▶ **Exercise text**:

-=-=-=-=-

It has not yet been demonstrated whether the modulation of pleasurable touch, like pain, involves descending modulation of cutaneous afferents in the spinal cord, perhaps via the RVM. Nevertheless, these findings suggest that, like negative hedonic feelings such as pain, psychological modulation of pleasant sensations may involve a more comprehensive modulation of the underlying sensory processing, and not only within higher-level valuation circuitry. One caveat, which is shared with research on other sensory modalities, is that although thinking in terms of one ascending “sensory” system and one descending “modulatory” system is useful, e.g., for forming testable research questions, it may be too simplistic. It has been suggested that, instead of functioning as separate systems where one can influence the other, it may be more accurate to consider this as one recurring sensory processing system with several integrative components, such as feed-forward signaling, feedback loops, influences from the “early” sensory processing of other modalities, and influences from more abstract cognitive and affective information (Kinchla and Wolfe, 1979; Finkel and Edelman, 1989; Ullman, 1995; Siegel et al., 2000; O’Reilly et al., 2013).

-=-=-=-=-

▶ **Data excerpts**:
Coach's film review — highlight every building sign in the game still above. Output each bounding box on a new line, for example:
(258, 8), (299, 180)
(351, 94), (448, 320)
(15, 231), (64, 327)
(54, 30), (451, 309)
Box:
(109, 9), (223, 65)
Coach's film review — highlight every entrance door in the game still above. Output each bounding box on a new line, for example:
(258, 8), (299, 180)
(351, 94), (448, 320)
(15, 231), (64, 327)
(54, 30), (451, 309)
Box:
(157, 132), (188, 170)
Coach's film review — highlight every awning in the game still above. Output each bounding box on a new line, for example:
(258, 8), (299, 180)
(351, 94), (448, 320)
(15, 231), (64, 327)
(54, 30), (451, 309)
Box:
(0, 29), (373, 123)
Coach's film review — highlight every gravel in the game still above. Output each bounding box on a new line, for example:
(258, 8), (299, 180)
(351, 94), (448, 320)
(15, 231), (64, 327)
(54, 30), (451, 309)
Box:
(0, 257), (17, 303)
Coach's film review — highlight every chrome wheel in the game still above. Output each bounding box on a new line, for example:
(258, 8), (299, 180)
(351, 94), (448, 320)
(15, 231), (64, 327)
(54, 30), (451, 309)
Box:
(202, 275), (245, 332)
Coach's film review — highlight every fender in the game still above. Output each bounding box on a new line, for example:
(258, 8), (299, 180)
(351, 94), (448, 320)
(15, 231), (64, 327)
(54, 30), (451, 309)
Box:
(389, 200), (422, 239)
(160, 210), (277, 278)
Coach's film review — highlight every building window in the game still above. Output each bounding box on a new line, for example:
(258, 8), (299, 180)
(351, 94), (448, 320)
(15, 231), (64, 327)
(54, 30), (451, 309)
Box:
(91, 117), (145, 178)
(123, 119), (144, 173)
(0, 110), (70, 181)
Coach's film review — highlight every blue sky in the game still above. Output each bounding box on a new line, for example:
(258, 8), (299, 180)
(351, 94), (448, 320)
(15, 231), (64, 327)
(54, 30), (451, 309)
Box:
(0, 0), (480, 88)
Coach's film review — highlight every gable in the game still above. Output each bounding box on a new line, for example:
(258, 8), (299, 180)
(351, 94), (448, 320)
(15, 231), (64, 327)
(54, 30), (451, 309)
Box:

-=-=-=-=-

▶ **What the task asks**: Reproduce, word for word, the complete passage above on the modulation of pleasant touch.

▶ **Your solution**:
It has not yet been demonstrated whether the modulation of pleasurable touch, like pain, involves descending modulation of cutaneous afferents in the spinal cord, perhaps via the RVM. Nevertheless, these findings suggest that, like negative hedonic feelings such as pain, psychological modulation of pleasant sensations may involve a more comprehensive modulation of the underlying sensory processing, and not only within higher-level valuation circuitry. One caveat, which is shared with research on other sensory modalities, is that although thinking in terms of one ascending “sensory” system and one descending “modulatory” system is useful, e.g., for forming testable research questions, it may be too simplistic. It has been suggested that, instead of functioning as separate systems where one can influence the other, it may be more accurate to consider this as one recurring sensory processing system with several integrative components, such as feed-forward signaling, feedback loops, influences from the “early” sensory processing of other modalities, and influences from more abstract cognitive and affective information (Kinchla and Wolfe, 1979; Finkel and Edelman, 1989; Ullman, 1995; Siegel et al., 2000; O’Reilly et al., 2013).